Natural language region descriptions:
BEGIN

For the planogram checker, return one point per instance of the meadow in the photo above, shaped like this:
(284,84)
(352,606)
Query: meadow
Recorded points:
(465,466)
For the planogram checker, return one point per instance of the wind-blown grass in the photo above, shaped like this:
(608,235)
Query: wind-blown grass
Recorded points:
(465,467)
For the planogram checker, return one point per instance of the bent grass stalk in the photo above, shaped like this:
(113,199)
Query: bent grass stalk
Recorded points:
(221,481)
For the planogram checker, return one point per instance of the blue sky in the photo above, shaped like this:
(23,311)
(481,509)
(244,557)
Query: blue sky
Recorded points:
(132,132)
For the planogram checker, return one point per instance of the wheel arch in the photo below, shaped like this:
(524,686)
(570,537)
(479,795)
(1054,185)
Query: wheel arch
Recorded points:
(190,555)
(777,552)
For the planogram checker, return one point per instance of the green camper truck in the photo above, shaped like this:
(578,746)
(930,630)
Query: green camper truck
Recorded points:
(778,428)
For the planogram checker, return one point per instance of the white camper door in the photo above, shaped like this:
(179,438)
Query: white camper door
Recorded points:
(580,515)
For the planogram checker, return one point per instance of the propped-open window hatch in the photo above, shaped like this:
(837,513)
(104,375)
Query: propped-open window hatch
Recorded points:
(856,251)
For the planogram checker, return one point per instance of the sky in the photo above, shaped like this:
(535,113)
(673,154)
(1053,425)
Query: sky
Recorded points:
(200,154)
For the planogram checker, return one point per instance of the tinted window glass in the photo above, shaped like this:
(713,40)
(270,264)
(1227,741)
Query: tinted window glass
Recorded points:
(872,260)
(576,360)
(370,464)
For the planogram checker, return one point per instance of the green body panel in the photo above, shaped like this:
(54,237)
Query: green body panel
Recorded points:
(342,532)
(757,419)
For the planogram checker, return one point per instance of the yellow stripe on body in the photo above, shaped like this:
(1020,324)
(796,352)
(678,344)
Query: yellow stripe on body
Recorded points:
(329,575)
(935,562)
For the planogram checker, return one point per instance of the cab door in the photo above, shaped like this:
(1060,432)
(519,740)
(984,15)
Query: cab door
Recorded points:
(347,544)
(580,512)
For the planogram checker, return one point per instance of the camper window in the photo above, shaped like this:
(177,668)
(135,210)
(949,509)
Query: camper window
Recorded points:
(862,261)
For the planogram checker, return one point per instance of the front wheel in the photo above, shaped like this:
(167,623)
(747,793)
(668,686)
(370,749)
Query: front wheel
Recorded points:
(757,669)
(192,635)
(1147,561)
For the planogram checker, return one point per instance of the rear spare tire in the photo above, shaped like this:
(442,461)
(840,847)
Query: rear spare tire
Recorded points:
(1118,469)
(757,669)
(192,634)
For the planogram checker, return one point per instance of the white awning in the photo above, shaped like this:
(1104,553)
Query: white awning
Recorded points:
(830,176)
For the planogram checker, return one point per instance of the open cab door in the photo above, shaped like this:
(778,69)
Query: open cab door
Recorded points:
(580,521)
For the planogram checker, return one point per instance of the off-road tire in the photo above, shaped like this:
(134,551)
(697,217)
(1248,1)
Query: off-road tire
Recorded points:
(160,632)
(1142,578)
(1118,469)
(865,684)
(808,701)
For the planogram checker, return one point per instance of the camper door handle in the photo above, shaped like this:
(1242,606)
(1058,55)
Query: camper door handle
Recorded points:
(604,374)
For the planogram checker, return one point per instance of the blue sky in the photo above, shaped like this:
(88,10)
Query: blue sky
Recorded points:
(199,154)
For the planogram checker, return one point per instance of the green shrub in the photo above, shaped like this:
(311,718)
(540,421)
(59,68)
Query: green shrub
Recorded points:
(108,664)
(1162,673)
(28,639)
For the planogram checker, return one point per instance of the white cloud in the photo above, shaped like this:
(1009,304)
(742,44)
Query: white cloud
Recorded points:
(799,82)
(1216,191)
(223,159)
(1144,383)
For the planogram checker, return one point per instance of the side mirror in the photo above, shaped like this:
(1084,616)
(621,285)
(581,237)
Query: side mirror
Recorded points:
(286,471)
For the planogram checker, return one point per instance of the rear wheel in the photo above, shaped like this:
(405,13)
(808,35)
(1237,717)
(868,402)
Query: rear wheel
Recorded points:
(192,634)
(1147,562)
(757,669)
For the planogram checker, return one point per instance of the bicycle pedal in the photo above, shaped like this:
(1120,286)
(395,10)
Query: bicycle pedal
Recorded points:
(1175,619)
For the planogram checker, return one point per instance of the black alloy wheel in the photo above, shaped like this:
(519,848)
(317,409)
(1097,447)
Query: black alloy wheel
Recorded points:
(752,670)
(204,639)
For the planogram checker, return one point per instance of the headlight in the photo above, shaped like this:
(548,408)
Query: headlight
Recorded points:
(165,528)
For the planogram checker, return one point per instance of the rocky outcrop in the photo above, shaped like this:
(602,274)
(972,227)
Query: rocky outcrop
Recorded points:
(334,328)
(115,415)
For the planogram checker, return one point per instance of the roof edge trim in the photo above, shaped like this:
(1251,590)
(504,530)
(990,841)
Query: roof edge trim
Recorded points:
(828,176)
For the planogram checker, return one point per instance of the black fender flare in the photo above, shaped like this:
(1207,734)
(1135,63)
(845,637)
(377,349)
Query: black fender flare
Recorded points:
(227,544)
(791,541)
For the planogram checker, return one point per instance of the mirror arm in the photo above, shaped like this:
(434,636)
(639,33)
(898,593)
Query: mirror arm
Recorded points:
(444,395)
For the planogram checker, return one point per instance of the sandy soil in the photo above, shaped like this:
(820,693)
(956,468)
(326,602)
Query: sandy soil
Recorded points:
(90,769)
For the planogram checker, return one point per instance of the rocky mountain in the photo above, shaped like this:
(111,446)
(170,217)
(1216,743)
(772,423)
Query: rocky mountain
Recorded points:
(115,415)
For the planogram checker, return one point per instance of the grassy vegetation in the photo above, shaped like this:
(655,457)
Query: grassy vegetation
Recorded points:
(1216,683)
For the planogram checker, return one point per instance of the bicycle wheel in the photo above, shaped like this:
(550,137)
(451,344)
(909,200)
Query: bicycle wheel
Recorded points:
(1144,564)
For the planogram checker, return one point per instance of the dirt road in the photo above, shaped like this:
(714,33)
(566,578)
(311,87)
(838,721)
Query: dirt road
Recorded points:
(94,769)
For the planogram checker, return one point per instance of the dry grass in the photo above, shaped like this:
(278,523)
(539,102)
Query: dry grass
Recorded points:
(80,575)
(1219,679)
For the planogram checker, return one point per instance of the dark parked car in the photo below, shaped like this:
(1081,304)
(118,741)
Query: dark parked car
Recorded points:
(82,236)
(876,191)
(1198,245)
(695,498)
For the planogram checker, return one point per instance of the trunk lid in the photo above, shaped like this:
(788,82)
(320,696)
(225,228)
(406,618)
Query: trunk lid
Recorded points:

END

Instructions for the task
Filter the data above down to lines with the word "grassy", and copy them.

Written answer
For the planogram checker, return one point per instance of the grassy vegetation in the photo above, shaped like this:
Query: grassy vegetation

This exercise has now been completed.